Stated problem 1 :: Name every alternative term that the article on building an SVD recommendation system in Ruby says the literature uses for Singular Value Decomposition.
Stated problem 2 :: Carry the article on building an SVD recommendation system in Ruby forward from its final sentence.

Excerpted passage ::
SVD Recommendation System in Ruby

By Ilya Grigorik on January 15, 2007

One day, a bunch of friends, who happened to be big Family Guy fans, decided to put together a site to rank and share their thoughts on the show. Soon thereafter they had a Rails site up and running, and all was well, and other fans joined in hordes. A web 2.0 success! Then one day they realized that they could no longer track everyone's ratings, their user-base was too large, and so it occurred to one of the developers: "Wouldn't it be cool if we could use the collective knowledge of our whole community to recommend and rank episodes for each user individually?"

Sounds familiar, right? In fact, recommendation systems are a billion-dollar industry, and growing. In academic jargon this problem is known as Collaborative Filtering, and a lot of ink has been spilled on the matter. Netflix, for one, announced a 1 million dollar competitionlast year for a system that beats their algorithm by +10% percent. It goes without saying that a lot of different systems have been proposed and explored in theory and practice. However, one of the most successful and widely used approaches to this day also happens to be one of the simplest: Singular Value Decomposition (SVD), also affectionately referred to in the literature as LSI (Latent Semantic Indexing), dimensionality reduction, or projection.

Linear Algebra Refresher

SVD methods are a direct consequence of a theorem in linear algebra:

Any MxN matrix A whose number of rows M is greater than or equal to its number of columns N, can be written as the product of an MxM column-orthogonal matrix U, and MxN diagonal matrix W with positive or zero elements (singular values), and the transpose of an NxN orthogonal matrix V.

Record set ::
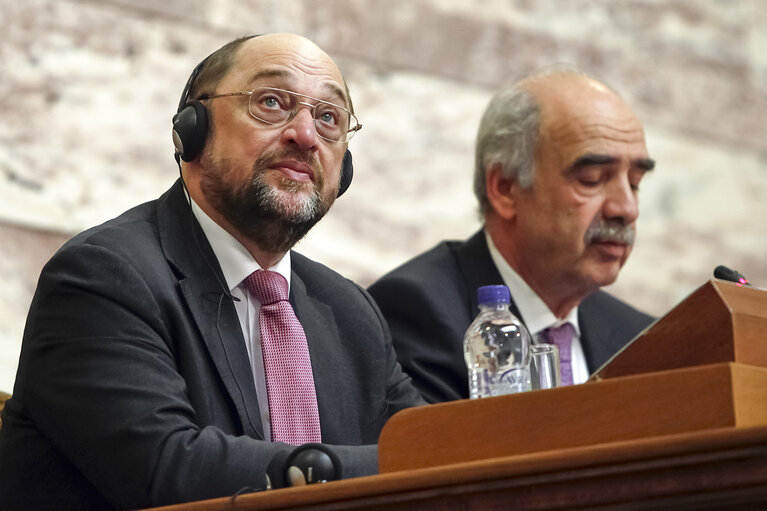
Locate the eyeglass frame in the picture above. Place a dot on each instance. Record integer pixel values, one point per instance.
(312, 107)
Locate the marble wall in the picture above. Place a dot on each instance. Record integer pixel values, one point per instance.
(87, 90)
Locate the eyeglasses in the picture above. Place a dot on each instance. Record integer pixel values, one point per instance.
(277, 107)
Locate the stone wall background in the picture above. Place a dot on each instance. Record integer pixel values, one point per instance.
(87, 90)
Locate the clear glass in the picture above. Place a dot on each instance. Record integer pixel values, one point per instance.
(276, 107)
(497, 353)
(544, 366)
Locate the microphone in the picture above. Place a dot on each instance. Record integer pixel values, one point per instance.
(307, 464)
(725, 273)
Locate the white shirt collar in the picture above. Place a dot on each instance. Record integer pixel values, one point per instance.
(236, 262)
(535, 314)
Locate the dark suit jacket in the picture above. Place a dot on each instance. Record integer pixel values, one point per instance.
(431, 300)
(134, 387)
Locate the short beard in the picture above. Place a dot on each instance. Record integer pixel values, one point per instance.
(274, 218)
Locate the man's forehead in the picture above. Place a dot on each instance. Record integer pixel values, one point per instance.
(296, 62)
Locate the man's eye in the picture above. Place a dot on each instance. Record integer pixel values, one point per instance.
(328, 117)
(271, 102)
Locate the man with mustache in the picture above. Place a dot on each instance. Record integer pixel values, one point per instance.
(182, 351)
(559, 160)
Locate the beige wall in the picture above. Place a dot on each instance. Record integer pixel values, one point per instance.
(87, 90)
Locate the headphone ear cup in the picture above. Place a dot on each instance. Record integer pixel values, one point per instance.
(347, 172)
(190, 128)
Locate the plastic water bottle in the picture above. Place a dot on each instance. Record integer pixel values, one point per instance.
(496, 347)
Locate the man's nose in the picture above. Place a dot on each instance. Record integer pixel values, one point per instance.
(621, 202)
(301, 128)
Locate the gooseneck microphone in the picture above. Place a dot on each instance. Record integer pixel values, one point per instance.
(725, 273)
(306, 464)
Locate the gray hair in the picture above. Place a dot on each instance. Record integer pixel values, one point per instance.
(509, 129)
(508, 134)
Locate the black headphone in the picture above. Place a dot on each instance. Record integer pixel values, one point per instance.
==
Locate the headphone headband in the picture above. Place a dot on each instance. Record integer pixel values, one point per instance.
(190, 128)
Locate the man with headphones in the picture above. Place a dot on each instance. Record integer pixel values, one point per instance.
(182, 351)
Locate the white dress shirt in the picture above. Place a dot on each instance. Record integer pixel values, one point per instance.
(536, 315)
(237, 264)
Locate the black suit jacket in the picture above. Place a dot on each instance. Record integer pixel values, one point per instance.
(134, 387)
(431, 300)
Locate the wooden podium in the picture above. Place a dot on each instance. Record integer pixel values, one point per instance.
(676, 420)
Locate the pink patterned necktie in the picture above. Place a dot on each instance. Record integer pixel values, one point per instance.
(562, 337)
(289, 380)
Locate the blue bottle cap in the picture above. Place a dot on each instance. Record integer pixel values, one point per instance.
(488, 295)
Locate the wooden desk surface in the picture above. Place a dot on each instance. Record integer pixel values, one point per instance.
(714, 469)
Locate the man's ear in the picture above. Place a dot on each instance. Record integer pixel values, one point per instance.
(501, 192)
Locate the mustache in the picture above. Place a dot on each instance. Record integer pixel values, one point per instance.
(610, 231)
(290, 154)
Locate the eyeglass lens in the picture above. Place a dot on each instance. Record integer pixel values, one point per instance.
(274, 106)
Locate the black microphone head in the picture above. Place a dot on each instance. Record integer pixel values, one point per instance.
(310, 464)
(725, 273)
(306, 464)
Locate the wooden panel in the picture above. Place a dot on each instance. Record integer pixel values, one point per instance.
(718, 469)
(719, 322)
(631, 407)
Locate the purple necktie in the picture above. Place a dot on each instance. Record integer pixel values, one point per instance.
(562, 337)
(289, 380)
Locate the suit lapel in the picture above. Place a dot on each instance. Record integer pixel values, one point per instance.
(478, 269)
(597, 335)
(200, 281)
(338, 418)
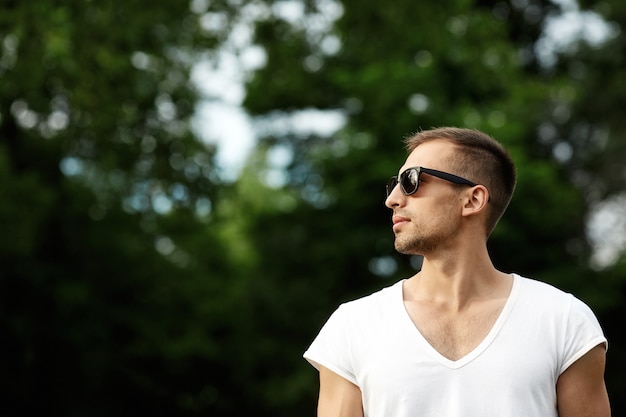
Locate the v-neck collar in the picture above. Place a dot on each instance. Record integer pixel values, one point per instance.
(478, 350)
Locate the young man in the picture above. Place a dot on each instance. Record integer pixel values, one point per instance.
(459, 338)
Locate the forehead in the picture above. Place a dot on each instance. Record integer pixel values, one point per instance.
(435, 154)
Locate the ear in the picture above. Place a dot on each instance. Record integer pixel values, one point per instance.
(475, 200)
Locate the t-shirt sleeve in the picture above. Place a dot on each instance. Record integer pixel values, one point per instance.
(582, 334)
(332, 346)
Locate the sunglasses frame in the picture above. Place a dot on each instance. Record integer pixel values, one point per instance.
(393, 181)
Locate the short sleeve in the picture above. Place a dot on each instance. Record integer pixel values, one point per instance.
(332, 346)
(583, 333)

Task result 1 :: LSI (Latent Semantic Indexing), dimensionality reduction, projection

Task result 2 ::
More intuitively, assume that we have a matrix where every column represents a user, and every row represents a product (or a Family Guy season, in our case). Thus, with M users and N products, we are looking at an MxN matrix. The theorem simply states that we can decompose such a matrix into three components: (MxM) call it U, (MxN) call it S, and (NxN) call it V. More importantly, we can use this decomposition to approximate the original MxN matrix. By taking the first k eigenvalues of the matrix S, we can effectively obtain a compressed representation of the data. So why do we care? (Mathies click here, we'll wait.)

Machine Learning & Information Retrieval

One of the most fundamental, and fun properties of Machine Learning is its close correlation to the concept of data compression - if we can identify significant concepts (clusters of users, for example) then we can represent a large dataset with fewer bits. However, this logic also works in reverse! If we can represent our data with fewer bits (compress our data), then we have identified 'significant' concepts! I bet you see where we're headed - SVD's allow us to compress a large matrix by approximating it in a smaller-dimensional space.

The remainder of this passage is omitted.